#### [TASK INSTRUCTIONS]
Return the Thames Valley golf history text word for word, from "A typically busy" up to and including "along #18 fairway.".

Also during this time period, London experienced one of its most devastating floods in 1937. We have documented its effect on Thames Valley here also.
Just when things were starting to run smoothly at Thames Valley the Second World War broke out and that event had an especially devastating effect on Thames Valley. The Department of National Defense was looking for some centrally located public land to serve as a training camp for soldiers from all over Southwestern Ontario. In wartime saying “no” was not an option. For the next six years Thames Valley was not available for golf and the greens and infrastructure grew over with weeds long grass and shrubs. When the Army returned the Camp to the golfers in 1946, the mess created by the camp had to be dealt with. The cleanup as well as the training camp years are documented with photos and descriptions in this section. After Thames Valley was able to recover after the Second World War, the next quarter century were some of the best years ever experienced by the club. This is by far the longest section on the londonandareagolfhistory.com website. Lots happened at Thames Valley between 1933 and 1972 and not all of it was related directly to golf.
A typically busy day at Thames Valley in the 1950’s. Plenty of cars spilling over into the practice fairway although it is early spring…..no leaves on any of the trees including the willows along #18 fairway.
The design and years played for this layout are a continuation of the earlier layouts identified as Layouts #1 to #5 posted in the list of “layouts” page. Understanding that section will go a long way toward making sense of this section. The square above delineates the final purchase of land required to turn Thames Valley into a 6,000 yard+ Championship course with the short front nine becoming the “Nine Hole Course” forerunner to the “Hickory Nine”. The land used to construct current #3 and #8 of the Thames Valley Classic already belonged to the City but hadn’t been used for prior golf course construction because it was covered with a dense oak forest. The nine new holes built after this purchase included the black rectangle plus the holes just to the south. All of these new holes required massive tree removals and plenty of dynamite to get rid of the stumps. The new holes included present #3 to #11 and allowed for the tee for #12 to be extended 150 yards back into the bush. The old tee for #12 still sits in the 12th fairway and is easy to see.

#### [INFORMATION GIVEN]
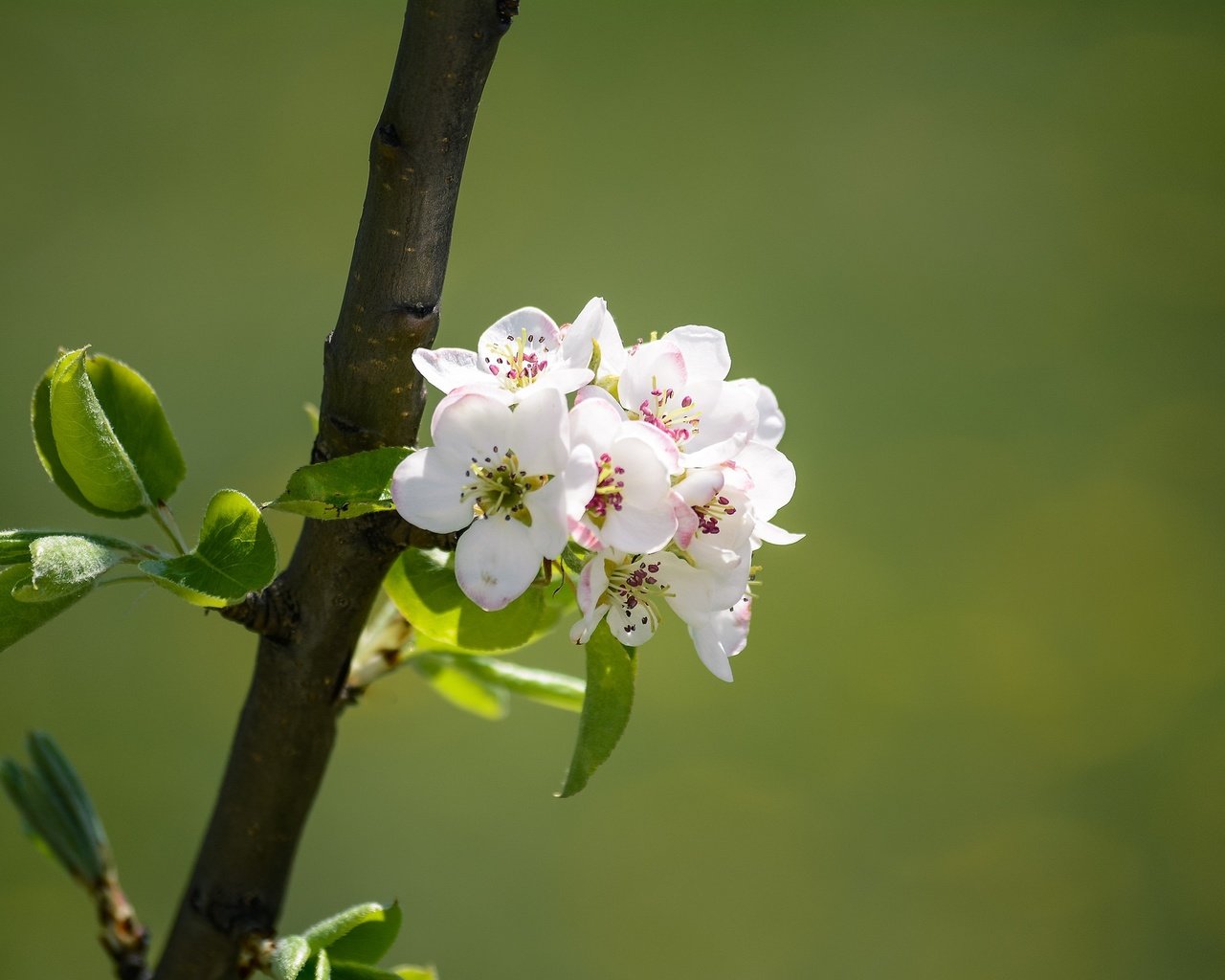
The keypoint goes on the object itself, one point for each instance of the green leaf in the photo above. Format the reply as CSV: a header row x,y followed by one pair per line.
x,y
346,970
348,486
49,456
460,689
546,686
424,589
62,565
103,437
370,940
288,957
611,673
139,420
381,922
235,555
15,544
18,617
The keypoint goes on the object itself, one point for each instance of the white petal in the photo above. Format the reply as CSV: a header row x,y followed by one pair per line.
x,y
772,476
471,423
770,423
525,322
704,350
663,367
576,344
450,368
700,485
495,563
541,432
773,534
427,488
594,421
582,630
638,529
593,581
634,626
729,418
563,379
550,529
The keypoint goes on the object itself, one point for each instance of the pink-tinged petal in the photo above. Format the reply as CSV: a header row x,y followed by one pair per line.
x,y
704,350
495,563
550,529
541,432
527,322
450,368
471,423
663,445
593,580
659,368
638,529
428,490
770,423
700,485
773,534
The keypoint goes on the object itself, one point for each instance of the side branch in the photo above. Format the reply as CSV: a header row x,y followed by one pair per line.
x,y
371,397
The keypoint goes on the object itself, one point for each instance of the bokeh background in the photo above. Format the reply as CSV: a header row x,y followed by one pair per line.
x,y
976,250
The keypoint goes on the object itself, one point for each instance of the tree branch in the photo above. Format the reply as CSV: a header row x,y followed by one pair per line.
x,y
371,397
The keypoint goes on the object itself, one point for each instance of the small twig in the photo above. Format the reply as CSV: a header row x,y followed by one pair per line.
x,y
122,936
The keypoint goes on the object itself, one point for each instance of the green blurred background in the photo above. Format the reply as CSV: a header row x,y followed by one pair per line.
x,y
976,250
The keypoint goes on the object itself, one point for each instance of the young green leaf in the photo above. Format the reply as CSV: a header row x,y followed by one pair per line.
x,y
18,617
544,686
346,486
235,555
381,922
62,565
288,957
87,444
103,437
370,940
345,970
460,689
15,544
424,589
611,674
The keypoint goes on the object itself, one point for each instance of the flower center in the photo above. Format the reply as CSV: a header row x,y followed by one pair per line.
x,y
519,360
711,513
608,488
498,486
635,585
670,413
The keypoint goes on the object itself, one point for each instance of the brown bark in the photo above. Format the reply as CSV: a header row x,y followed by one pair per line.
x,y
371,397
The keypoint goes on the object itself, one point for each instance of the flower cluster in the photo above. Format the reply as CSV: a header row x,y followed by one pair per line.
x,y
664,476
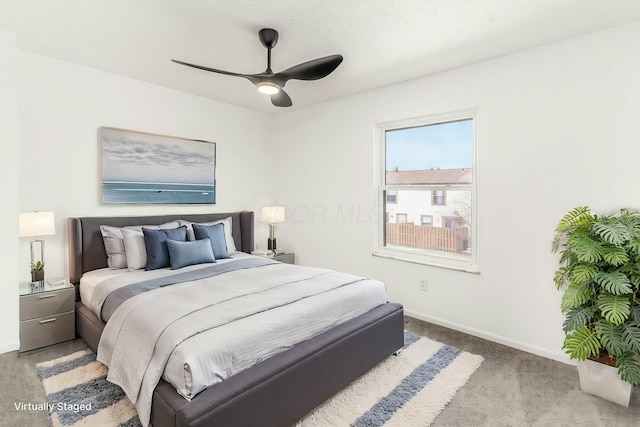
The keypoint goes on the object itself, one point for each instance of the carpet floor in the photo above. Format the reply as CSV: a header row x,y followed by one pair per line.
x,y
410,389
511,388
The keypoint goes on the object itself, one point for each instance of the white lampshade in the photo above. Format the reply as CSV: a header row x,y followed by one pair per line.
x,y
37,224
272,214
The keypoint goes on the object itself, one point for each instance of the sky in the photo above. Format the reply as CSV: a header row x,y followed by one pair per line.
x,y
140,157
444,146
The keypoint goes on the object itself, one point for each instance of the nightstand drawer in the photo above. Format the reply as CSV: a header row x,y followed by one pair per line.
x,y
47,330
47,303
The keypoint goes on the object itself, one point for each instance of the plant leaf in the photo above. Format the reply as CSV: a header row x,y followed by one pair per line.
x,y
615,255
586,248
635,316
611,337
576,218
559,277
575,295
615,308
628,368
611,230
578,317
631,337
581,344
583,273
615,282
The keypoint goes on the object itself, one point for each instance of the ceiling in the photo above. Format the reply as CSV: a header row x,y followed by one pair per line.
x,y
383,41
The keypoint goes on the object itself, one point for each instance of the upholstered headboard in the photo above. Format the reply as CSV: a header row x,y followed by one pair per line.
x,y
86,247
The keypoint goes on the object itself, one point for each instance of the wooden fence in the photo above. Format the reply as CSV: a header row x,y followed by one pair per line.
x,y
427,237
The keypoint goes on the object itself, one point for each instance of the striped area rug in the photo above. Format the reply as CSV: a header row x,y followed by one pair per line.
x,y
404,391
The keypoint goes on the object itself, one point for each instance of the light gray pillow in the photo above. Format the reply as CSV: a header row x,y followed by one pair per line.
x,y
114,242
228,229
113,246
135,249
182,254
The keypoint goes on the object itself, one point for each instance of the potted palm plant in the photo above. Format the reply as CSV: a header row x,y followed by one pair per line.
x,y
599,274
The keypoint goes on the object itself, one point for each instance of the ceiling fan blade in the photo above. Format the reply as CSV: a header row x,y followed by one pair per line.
x,y
213,70
281,99
312,70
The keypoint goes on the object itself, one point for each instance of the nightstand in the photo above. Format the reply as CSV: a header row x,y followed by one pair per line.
x,y
47,315
287,258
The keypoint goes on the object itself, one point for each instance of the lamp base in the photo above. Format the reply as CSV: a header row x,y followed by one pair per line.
x,y
271,243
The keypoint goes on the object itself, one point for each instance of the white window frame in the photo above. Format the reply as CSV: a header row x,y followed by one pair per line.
x,y
420,256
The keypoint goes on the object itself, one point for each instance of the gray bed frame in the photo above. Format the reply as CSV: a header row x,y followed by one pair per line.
x,y
276,392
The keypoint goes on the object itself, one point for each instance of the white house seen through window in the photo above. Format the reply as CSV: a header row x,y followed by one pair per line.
x,y
427,190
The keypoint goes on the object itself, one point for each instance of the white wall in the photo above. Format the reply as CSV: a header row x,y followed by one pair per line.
x,y
9,141
557,128
62,105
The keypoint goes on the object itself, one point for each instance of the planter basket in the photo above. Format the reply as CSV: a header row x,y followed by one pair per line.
x,y
603,381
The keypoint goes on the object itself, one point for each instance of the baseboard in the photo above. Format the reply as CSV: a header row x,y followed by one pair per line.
x,y
559,356
9,346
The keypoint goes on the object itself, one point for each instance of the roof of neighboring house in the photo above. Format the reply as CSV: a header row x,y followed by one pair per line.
x,y
430,176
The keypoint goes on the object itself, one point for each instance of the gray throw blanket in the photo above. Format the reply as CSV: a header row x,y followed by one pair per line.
x,y
120,295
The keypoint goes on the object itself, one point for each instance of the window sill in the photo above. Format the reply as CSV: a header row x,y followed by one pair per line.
x,y
473,269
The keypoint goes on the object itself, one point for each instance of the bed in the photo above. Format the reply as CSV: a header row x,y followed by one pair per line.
x,y
275,392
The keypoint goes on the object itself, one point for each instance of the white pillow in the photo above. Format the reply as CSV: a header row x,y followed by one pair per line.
x,y
114,242
228,228
135,249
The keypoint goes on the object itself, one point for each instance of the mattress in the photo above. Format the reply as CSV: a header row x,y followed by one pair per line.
x,y
91,279
247,316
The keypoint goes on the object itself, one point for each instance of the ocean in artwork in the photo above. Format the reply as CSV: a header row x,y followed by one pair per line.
x,y
154,192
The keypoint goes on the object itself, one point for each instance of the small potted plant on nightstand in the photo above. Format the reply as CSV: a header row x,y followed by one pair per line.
x,y
600,276
37,271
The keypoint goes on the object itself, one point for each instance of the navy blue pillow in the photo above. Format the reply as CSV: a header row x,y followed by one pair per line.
x,y
156,243
182,254
216,234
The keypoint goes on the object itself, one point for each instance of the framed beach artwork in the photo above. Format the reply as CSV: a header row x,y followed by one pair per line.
x,y
145,168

#### [TASK RESULT]
A typically busy day at Thames Valley in the 1950’s. Plenty of cars spilling over into the practice fairway although it is early spring…..no leaves on any of the trees including the willows along #18 fairway.